◆ Aim:
Show each line in the rows below that contains the string "high", copied in full. Treat uppercase and lowercase as different.

◆ Rows:
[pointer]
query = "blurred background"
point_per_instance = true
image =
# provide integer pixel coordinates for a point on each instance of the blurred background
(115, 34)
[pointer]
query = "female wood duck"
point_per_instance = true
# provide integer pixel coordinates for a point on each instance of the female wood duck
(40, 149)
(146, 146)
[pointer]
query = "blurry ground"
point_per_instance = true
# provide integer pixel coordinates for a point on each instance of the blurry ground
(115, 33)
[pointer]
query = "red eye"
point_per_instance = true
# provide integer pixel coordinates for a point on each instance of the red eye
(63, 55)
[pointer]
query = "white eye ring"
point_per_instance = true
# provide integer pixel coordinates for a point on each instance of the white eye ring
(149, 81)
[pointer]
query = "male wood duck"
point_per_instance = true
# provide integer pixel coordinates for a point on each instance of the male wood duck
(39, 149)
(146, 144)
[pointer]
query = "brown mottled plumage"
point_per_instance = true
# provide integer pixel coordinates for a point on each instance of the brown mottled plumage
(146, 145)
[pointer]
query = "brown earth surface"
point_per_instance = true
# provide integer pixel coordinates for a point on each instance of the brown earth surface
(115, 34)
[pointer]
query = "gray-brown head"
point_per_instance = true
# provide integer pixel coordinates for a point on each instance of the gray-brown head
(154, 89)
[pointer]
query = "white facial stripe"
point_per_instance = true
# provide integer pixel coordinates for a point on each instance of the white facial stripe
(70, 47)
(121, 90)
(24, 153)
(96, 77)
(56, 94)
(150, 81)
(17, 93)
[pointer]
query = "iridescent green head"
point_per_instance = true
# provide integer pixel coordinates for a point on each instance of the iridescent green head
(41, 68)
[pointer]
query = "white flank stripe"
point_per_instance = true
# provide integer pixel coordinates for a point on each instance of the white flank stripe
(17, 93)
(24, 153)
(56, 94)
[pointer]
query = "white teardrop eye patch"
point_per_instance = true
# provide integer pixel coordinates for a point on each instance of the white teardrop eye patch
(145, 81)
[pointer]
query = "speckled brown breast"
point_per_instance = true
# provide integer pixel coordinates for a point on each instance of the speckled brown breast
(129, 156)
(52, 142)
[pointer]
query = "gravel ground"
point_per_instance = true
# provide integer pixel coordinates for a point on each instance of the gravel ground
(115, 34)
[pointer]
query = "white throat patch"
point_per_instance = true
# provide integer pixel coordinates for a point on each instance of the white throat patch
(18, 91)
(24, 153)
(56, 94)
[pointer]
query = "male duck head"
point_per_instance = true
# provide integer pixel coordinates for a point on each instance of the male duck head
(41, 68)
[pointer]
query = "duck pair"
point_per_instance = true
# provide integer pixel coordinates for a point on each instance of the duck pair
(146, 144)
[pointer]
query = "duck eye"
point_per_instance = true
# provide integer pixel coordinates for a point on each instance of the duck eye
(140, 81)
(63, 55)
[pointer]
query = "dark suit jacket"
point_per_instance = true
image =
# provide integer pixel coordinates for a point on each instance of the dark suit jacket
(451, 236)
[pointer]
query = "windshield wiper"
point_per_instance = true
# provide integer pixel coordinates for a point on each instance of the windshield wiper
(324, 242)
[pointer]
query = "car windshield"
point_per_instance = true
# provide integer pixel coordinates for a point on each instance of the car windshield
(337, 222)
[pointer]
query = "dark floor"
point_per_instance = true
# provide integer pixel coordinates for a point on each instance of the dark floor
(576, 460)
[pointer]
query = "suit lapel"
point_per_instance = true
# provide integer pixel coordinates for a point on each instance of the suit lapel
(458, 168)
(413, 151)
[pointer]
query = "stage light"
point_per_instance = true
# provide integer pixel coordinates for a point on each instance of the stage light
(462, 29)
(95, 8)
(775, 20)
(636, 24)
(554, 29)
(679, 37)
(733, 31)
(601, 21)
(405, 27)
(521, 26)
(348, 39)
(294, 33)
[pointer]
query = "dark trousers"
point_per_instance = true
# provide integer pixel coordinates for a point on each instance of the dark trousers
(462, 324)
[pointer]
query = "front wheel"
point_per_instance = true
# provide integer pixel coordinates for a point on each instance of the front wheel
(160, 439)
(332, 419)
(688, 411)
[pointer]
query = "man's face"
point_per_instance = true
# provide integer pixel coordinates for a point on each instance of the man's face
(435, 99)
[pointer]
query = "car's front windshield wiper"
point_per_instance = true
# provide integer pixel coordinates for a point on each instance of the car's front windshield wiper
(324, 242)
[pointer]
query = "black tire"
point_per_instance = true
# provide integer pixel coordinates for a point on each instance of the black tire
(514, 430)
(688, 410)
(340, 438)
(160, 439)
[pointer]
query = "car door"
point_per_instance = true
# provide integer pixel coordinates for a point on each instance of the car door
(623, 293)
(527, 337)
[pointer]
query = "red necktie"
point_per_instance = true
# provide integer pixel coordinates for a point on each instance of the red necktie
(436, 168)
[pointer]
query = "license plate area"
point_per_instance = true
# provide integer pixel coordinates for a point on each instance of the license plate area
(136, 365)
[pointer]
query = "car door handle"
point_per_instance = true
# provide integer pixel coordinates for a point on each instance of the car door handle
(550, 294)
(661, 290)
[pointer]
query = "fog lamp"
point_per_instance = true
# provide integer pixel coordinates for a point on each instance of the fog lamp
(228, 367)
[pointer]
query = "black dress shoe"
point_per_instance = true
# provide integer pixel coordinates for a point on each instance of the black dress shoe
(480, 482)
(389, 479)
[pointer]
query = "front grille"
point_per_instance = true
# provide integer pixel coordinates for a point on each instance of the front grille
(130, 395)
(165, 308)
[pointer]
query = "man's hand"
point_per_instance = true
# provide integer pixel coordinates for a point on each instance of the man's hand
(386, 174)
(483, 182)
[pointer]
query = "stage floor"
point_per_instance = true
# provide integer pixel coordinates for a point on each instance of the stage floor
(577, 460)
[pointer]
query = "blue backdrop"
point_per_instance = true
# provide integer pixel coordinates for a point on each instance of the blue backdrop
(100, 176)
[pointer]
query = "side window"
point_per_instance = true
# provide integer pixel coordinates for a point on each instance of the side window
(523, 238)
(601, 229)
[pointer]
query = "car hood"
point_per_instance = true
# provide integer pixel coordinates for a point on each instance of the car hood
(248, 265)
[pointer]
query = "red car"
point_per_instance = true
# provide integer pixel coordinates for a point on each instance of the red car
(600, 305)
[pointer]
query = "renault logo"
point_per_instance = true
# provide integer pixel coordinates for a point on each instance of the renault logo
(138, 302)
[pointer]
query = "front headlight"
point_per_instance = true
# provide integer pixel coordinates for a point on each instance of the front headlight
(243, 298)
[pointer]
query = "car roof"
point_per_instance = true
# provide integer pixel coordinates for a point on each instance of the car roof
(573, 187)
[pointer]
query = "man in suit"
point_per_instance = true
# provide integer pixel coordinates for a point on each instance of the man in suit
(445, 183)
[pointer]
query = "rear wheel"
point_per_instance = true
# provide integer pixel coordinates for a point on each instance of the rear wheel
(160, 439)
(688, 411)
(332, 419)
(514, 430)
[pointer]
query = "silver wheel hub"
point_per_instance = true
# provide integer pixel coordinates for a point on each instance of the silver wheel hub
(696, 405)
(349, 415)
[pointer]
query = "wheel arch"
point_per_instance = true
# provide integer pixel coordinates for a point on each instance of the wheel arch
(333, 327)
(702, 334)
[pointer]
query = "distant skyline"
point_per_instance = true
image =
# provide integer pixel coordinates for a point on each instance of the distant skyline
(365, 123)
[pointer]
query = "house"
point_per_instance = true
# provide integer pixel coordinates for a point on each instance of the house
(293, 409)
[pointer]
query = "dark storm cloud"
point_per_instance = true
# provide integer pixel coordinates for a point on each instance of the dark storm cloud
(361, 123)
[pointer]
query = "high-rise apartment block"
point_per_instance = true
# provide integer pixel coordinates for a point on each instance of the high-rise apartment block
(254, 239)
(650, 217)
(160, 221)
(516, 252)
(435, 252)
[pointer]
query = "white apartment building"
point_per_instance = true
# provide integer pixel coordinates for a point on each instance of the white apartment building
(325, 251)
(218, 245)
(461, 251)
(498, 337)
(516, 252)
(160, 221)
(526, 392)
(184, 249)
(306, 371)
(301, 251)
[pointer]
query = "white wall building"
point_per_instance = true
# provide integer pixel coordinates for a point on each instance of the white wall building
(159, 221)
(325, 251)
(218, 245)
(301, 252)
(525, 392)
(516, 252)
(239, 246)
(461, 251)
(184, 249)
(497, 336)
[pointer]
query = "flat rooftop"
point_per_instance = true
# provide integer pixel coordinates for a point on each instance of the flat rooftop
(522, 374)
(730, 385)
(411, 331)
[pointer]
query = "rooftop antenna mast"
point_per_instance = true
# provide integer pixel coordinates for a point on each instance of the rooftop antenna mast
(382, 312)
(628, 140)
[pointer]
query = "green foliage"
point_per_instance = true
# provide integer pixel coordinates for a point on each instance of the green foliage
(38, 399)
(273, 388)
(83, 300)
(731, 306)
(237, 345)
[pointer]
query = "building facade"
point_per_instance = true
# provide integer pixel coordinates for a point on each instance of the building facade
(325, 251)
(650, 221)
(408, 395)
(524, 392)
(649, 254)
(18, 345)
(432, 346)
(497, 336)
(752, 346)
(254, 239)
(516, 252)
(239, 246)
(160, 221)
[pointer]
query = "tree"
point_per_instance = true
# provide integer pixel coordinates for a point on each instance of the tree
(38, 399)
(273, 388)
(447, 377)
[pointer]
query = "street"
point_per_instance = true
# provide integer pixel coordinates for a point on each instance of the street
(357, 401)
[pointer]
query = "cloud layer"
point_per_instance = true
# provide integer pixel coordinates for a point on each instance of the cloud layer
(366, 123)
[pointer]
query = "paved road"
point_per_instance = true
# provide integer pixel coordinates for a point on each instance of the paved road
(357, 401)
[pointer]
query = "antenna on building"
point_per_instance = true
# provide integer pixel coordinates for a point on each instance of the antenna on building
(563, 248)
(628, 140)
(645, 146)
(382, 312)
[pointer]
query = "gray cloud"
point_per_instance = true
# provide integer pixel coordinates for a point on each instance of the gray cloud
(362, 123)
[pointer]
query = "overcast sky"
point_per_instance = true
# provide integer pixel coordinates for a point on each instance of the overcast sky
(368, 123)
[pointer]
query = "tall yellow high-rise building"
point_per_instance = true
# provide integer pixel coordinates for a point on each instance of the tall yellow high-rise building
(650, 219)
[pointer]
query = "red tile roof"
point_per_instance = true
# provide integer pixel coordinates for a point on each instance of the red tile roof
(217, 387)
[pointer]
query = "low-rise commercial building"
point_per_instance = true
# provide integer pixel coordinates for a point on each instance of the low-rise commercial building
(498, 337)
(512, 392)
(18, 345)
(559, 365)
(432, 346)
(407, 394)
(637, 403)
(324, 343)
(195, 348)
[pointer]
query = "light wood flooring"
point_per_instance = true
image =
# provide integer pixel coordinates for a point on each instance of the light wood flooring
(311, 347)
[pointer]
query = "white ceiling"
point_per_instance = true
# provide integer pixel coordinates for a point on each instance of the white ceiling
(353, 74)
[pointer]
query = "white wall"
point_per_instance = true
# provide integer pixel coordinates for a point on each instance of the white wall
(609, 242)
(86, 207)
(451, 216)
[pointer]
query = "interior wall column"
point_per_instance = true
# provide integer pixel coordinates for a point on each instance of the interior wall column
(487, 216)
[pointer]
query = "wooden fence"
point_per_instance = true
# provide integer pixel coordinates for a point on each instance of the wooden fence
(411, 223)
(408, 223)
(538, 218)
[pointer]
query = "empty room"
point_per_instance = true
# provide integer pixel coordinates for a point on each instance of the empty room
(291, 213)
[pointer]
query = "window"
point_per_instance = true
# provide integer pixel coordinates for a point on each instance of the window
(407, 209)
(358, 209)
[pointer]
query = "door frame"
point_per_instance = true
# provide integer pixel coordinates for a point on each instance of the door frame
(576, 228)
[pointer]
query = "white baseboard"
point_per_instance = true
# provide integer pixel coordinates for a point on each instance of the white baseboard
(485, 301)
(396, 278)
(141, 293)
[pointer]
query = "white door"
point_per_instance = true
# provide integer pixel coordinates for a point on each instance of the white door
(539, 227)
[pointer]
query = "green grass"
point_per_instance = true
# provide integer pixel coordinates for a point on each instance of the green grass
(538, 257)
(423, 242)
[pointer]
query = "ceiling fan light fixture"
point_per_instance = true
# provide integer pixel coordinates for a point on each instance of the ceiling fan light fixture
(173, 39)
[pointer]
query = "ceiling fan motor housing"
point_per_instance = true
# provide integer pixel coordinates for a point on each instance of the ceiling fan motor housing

◆ Exercise response:
query = "high-rise apartment block"
# provide integer pixel coordinates for a point on each instance of the high-rise apartment block
query = "tall yellow high-rise building"
# provide integer pixel coordinates for a point on each instance of the tall yellow high-rise building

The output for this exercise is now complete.